* begin Data for processing *
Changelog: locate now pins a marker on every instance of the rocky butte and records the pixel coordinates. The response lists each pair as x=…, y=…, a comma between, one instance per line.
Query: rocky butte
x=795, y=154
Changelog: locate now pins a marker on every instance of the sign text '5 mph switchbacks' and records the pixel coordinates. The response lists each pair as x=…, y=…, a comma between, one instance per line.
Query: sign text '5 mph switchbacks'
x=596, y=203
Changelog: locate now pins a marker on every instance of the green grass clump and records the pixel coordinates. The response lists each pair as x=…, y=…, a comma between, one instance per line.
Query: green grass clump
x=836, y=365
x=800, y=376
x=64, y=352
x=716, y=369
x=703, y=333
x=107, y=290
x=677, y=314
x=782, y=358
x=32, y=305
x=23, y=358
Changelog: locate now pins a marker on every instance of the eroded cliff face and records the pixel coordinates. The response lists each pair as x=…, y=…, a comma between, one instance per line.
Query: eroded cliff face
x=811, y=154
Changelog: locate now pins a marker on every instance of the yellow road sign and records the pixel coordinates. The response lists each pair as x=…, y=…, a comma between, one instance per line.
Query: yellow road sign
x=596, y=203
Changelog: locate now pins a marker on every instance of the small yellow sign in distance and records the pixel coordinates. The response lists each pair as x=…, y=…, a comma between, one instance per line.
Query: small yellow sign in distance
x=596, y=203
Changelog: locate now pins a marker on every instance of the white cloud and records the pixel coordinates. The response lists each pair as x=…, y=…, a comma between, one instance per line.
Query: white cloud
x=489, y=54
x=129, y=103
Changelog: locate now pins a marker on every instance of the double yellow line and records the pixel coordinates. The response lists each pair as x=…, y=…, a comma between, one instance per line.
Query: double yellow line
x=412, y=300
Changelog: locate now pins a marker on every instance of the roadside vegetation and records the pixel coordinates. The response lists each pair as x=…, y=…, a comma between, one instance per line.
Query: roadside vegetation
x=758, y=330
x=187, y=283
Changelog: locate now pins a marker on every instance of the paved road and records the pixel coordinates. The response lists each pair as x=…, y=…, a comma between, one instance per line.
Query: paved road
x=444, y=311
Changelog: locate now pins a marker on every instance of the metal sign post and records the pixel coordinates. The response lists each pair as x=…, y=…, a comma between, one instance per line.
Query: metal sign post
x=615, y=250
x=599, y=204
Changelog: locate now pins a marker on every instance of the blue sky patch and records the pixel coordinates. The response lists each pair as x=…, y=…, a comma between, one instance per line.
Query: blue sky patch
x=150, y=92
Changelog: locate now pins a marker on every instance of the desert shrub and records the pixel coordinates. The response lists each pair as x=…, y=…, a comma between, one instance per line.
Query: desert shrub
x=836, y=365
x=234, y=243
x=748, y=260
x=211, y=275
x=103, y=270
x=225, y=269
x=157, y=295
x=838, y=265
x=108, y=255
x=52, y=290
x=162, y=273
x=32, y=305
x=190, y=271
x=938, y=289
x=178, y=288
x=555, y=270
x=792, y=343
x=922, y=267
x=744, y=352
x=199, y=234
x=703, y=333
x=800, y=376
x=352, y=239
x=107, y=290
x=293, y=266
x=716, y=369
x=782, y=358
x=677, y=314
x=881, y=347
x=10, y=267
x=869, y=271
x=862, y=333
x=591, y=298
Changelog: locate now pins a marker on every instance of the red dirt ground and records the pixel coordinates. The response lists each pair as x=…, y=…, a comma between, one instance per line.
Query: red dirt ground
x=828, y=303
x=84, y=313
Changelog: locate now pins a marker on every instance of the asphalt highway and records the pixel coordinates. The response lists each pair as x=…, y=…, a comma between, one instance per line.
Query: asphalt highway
* end Data for processing *
Task: Reproduce all of the items above, swapping "Query" for "Search" wherever it occurs and leaving every other character as it stands.

Reply to the task:
Changelog: locate now pins a marker on every instance of the rocky butte and records the pixel coordinates. The response lists each pair as x=…, y=…, a comma between, one instance per line.
Search: rocky butte
x=795, y=154
Changelog: locate now pins a marker on every instance of the sign text '5 mph switchbacks' and records the pixel coordinates. The response lists each pair as x=…, y=…, a comma between, one instance per line.
Search: sign text '5 mph switchbacks'
x=596, y=203
Changelog: locate now pins a marker on every instance of the green grass clump and records the pixel coordinates. The response lists each pair as x=…, y=…, a comma between, one instance per line.
Search: green grass clump
x=836, y=365
x=800, y=376
x=64, y=352
x=716, y=369
x=703, y=333
x=107, y=290
x=677, y=314
x=782, y=358
x=32, y=305
x=23, y=358
Changelog: locate now pins a marker on every instance of the eroded cliff face and records the pixel coordinates. The response lists each pair as x=…, y=…, a comma between, one instance per line.
Search: eroded cliff face
x=811, y=154
Changelog: locate now pins a marker on every instance of the yellow road sign and records the pixel coordinates. The response lists each pair as x=…, y=…, a comma between, one instance per line.
Search: yellow road sign
x=596, y=203
Changelog: locate now pins a marker on every instance of the small yellow sign in distance and records the pixel coordinates. The response lists each pair as x=…, y=…, a comma between, one instance per line.
Search: small yellow sign in distance
x=596, y=203
Changelog: locate now pins a marker on every instance of the white cloud and records the pixel coordinates. The response lists each pair as x=…, y=…, a comma between, one instance per line.
Search: white cloud
x=489, y=54
x=129, y=103
Changelog: locate now pins a marker on every instance of the double yellow line and records the pixel coordinates. The response lists each pair as x=…, y=…, a comma between, one instance per line.
Search: double yellow line
x=412, y=300
Changelog: locate now pins a marker on every instance of the roadside vegetation and records the pixel coordinates. The response lists each pair as x=…, y=…, a comma between, one instance per line.
Search: roadside vegetation
x=758, y=330
x=187, y=283
Changelog: locate now pins a marker on every instance of the paved road and records the pixel coordinates. The response lists each pair as x=…, y=…, a comma between, one instance per line.
Search: paved road
x=444, y=311
Changelog: locate now pins a marker on every instance of the metal sign post and records the pixel coordinates. The response lists each pair as x=…, y=…, a comma between, one instance per line.
Search: metal sign post
x=615, y=250
x=599, y=204
Changelog: locate now pins a marker on every instance of the blue sky patch and records the pixel coordinates. The response lists each pair as x=…, y=…, a comma between, one instance per line.
Search: blue sky patch
x=150, y=92
Changelog: locate now pins a marker on every instance of the desert shrub and records the pixel coordinates. The response lists each pair as x=…, y=…, a comma between, one instance per line.
Search: desert shrub
x=836, y=365
x=234, y=243
x=748, y=260
x=211, y=275
x=103, y=270
x=225, y=269
x=157, y=295
x=838, y=265
x=108, y=255
x=52, y=290
x=162, y=273
x=32, y=305
x=190, y=271
x=938, y=289
x=178, y=288
x=555, y=270
x=792, y=343
x=922, y=267
x=744, y=352
x=199, y=234
x=703, y=333
x=800, y=376
x=352, y=239
x=107, y=290
x=293, y=266
x=716, y=369
x=782, y=358
x=677, y=314
x=881, y=347
x=10, y=267
x=869, y=271
x=862, y=333
x=591, y=298
Changelog: locate now pins a marker on every instance of the red dirt ground and records the pixel coordinates. The response lists each pair as x=…, y=…, a comma between, one instance per line.
Search: red dirt ground
x=828, y=303
x=84, y=313
Changelog: locate now pins a marker on every instance of the asphalt highway and records the pixel coordinates. The response lists each pair as x=…, y=…, a comma between, one instance per line.
Search: asphalt highway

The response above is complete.